Task details
Could you copy each of the items below, word for word and without any change?

Items on locating named things

----------

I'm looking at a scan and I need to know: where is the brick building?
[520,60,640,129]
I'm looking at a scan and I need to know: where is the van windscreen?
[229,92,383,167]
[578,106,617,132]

----------

Output
I'm looking at a scan and I need to know: where is the brick building?
[520,60,640,129]
I'm looking at a scan and I need to know: where is the van windscreen?
[229,92,383,167]
[578,106,617,132]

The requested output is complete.